##### Data excerpts
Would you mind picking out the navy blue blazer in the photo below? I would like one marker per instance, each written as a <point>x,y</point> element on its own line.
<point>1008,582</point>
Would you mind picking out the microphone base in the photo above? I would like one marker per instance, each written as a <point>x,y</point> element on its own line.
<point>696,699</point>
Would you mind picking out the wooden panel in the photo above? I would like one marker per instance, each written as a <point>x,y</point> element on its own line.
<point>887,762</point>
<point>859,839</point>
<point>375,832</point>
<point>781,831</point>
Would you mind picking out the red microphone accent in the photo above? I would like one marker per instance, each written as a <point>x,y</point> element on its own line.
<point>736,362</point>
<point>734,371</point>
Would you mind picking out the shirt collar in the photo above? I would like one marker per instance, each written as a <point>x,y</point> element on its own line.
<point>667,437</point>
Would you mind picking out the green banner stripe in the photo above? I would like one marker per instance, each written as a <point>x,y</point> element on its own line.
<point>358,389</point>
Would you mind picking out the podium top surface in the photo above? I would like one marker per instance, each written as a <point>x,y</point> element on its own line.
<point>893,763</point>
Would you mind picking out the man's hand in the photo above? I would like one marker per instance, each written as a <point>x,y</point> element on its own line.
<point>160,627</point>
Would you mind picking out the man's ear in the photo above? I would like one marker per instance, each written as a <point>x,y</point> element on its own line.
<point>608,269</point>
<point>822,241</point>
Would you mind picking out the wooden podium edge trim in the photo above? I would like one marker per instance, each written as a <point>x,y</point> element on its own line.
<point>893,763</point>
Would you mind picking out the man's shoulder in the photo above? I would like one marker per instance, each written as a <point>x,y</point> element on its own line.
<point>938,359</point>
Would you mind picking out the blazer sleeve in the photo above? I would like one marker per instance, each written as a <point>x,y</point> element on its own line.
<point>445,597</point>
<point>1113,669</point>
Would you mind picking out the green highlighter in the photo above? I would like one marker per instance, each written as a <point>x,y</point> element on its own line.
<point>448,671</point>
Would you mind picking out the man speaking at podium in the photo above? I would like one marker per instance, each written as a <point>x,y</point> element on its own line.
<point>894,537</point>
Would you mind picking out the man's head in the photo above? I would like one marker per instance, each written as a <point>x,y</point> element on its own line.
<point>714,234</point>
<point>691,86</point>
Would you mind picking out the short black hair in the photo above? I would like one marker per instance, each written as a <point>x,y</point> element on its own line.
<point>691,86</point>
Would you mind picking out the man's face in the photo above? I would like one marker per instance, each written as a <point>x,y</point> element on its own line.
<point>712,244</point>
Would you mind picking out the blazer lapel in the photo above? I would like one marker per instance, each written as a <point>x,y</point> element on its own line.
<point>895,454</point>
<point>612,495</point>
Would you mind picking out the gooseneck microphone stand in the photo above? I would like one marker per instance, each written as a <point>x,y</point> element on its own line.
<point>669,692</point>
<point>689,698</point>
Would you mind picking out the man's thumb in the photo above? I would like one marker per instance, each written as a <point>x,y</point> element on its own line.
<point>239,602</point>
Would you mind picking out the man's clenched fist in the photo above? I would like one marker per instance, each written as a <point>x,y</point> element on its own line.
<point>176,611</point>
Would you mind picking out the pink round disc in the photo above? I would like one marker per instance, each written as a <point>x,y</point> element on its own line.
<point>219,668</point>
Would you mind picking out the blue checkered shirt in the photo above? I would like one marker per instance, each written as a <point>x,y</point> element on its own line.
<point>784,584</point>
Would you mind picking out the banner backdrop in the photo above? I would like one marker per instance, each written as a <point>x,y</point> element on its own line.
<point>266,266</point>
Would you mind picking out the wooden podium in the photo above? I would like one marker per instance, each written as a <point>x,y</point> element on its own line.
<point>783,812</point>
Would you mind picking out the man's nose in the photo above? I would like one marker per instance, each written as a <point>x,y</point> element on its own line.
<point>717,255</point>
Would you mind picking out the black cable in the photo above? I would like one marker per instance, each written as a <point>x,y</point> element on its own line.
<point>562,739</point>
##########
**Exercise directions:** Copy every line that appears above, with each word kept as it is.

**Your solution:**
Would you mind picking out the navy blue blazer in the photo below? I would like one marker per instance, each written as a <point>x,y</point> element on its own line.
<point>1008,582</point>
Would you mind picking out the microphone base in the photo above? I would like one marker per instance, each written as a <point>x,y</point> element on its own line.
<point>696,699</point>
Would you mind picking out the wooden panel in the photo above? I would like one marker per instance, each written as a <point>x,y</point> element on its own line.
<point>887,762</point>
<point>859,839</point>
<point>375,832</point>
<point>781,831</point>
Would you mind picking out the red microphone accent in the photo above? I would like one marker per instance, each written as a <point>x,y</point> element on its own line.
<point>736,362</point>
<point>734,371</point>
Would you mind picking out the shirt collar in the photo above? I would like one marker per instance, each written as a <point>x,y</point> element on its own line.
<point>667,437</point>
Would you mind picking out the green banner stripe in the photo above? I would like one marker per instance, each written as a <point>x,y</point> element on its own line.
<point>358,389</point>
Would you mind picking out the podium top surface in the photo above? I would like one marker per instance, each written as a <point>x,y</point> element on its own line.
<point>893,763</point>
Would you mind picking out the man's hand in the photo above? I would like one marker per instance, each written as a <point>x,y</point> element on its own line.
<point>160,627</point>
Would you mind picking out the man's ear in the photo above? I would like one marker per instance, each written as a <point>x,y</point> element on its own line.
<point>608,269</point>
<point>822,241</point>
Would you mind picking out the wooden podium edge trim in the photo above? I would like one marker per instance, each written as a <point>x,y</point> element on its own line.
<point>893,763</point>
Would you mind picking out the man's shoulder in the photo above? I would like one marker per instance, each written as a <point>x,y</point> element on its own line.
<point>938,359</point>
Would you mind picking out the blazer sleeve in the photo above? I would like one marker per instance, each written as a <point>x,y</point> element on its own line.
<point>445,597</point>
<point>1113,669</point>
Would you mind picking out the green highlighter in the photo above? I would like one marker per instance, each written as a <point>x,y</point> element on its own line.
<point>448,671</point>
Would you mind picking out the man speaking at podium in the photo above? I would like one marker per instance, each written as a <point>x,y</point> element on its own line.
<point>894,537</point>
Would you mind picking out the man's head in the photo above? I would like one marker per instance, each written as a <point>x,y</point> element on its own line.
<point>714,234</point>
<point>691,86</point>
Would you mind picking out the short black hair in the photo above? I would like one marker per instance, each written as a <point>x,y</point> element on its own line.
<point>691,86</point>
Would you mind picking out the man's face in the photo above? I would like one marker per instance, each written as a <point>x,y</point> element on its own line.
<point>712,244</point>
Would you mind picking out the blazer lapel in the photo above? I would like one marker per instance, each written as a <point>x,y</point> element on its own line.
<point>895,454</point>
<point>612,495</point>
Would you mind picking out the gooseneck microphone stand in the photo above? I would like one marker per instance, each written as a <point>x,y</point> element on its own line.
<point>669,692</point>
<point>689,698</point>
Would you mind picking out the man's thumb in the photo above? I would like one marker per instance, each written as a <point>x,y</point> element on its own line.
<point>239,602</point>
Would you mind picking out the man's clenched fist in the photo above? I would like one marker per instance, each written as a <point>x,y</point> element on its own line.
<point>176,611</point>
Would you mind picking out the pink round disc in the photo above? I would like one marker per instance, each written as a <point>x,y</point> element on its own line.
<point>219,668</point>
Would you mind picking out the blue checkered shirt in the photo above? I would like one marker per instance, each written as a <point>x,y</point> element on its own line.
<point>784,584</point>
Would you mind picking out the banner backdrop in the photo above? I would like one marker per instance, each written as a <point>x,y</point> element on its own line.
<point>266,266</point>
Would you mind picking out the wooden podium in the photo above? I would like one marker per instance, each written as a <point>x,y</point> element on its own line.
<point>783,812</point>
Would you mind picking out the man's nose in the photo above? I would like one marker per instance, each written as a <point>x,y</point> element on its own line.
<point>717,255</point>
Would you mind picking out the black cable in the photo above? I would like one marker per instance, each written as a <point>x,y</point> element on its own line.
<point>562,739</point>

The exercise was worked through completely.